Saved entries

--- START ---

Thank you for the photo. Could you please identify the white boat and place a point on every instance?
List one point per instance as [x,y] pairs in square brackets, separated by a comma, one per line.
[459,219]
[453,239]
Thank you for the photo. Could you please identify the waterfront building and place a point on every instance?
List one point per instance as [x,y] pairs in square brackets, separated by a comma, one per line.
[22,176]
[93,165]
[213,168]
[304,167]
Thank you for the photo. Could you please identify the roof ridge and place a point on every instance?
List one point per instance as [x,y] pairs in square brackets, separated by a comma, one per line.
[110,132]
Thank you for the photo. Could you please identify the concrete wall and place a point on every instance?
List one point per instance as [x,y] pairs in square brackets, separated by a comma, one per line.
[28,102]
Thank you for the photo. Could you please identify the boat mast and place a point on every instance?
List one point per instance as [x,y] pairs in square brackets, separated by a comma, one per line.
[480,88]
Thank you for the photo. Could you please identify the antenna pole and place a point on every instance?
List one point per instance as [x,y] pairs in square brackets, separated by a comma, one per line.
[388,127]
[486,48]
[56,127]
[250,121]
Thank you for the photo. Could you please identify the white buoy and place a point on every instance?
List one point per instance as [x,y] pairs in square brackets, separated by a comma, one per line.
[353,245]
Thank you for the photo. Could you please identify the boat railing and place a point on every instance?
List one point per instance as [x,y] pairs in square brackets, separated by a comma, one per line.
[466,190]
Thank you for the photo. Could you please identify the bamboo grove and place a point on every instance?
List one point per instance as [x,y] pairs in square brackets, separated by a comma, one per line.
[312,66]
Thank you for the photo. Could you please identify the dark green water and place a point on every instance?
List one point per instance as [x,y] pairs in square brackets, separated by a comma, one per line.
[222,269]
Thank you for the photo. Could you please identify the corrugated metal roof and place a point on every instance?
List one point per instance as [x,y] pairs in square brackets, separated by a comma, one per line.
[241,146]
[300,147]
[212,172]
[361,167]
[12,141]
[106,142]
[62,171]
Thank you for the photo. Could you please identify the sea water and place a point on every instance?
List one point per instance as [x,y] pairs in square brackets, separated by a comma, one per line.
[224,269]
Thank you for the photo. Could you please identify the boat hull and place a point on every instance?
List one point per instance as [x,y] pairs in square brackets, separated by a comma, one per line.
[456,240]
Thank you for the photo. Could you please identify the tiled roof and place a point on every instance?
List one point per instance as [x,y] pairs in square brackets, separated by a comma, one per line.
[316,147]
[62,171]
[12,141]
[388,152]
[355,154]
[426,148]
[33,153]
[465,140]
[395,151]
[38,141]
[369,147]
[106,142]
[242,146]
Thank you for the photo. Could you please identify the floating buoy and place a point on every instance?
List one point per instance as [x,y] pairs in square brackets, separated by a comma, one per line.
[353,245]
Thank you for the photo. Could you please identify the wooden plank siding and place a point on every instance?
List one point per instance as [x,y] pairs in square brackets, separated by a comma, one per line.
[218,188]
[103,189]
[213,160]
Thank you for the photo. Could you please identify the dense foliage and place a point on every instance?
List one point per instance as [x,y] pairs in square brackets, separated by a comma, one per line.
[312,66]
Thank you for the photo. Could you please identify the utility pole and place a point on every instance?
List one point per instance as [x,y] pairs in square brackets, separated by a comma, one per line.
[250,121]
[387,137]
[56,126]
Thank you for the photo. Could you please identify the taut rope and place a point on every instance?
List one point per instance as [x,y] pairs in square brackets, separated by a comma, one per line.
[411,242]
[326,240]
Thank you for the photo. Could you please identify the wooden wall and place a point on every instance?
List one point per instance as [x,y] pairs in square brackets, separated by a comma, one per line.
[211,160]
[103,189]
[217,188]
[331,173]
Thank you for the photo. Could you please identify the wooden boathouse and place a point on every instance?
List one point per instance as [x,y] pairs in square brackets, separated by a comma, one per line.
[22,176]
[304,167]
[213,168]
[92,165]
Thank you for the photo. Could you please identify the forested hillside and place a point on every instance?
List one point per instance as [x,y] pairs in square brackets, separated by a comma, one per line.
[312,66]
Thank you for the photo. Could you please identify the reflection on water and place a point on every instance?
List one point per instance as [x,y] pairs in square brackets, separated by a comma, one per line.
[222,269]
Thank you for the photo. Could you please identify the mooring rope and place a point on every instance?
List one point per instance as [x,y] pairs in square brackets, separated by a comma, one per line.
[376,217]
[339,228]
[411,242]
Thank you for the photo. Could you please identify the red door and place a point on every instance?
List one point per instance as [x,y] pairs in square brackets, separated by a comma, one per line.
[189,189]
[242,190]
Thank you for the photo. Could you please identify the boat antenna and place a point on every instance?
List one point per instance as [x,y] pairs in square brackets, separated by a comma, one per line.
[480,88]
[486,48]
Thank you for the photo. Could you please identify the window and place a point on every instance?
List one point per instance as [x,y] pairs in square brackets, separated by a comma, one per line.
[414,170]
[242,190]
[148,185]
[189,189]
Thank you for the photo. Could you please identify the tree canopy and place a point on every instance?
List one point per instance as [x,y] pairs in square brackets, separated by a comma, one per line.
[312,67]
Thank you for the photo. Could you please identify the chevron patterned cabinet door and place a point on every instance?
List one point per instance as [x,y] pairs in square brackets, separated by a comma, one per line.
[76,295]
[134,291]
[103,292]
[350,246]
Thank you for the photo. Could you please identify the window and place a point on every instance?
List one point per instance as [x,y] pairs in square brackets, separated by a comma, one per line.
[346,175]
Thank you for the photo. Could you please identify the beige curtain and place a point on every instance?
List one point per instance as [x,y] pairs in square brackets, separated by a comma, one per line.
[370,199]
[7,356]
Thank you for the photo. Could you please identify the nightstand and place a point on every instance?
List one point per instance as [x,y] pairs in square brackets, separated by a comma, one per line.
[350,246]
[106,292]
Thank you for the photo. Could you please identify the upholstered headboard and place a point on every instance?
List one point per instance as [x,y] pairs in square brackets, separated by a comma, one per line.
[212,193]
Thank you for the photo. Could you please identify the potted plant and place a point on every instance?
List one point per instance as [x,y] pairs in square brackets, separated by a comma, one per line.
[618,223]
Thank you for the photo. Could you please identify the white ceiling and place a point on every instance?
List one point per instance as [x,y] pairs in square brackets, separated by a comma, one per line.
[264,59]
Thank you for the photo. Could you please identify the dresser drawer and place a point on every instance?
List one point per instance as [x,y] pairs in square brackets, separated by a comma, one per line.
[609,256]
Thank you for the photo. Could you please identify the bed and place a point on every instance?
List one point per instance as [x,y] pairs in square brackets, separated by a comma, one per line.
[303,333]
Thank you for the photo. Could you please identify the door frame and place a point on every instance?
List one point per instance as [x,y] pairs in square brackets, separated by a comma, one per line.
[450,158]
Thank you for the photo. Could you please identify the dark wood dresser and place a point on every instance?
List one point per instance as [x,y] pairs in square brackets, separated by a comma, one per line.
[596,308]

--- END ---

**Directions for this task:**
A complete answer gives every line of the records holding "antenna".

**Solution for this exercise:**
Thank you for the photo. Could you please identify the antenna pole and place a point on every instance?
Thank you for the photo. Could you please identify the boat antenna and place a point on every instance?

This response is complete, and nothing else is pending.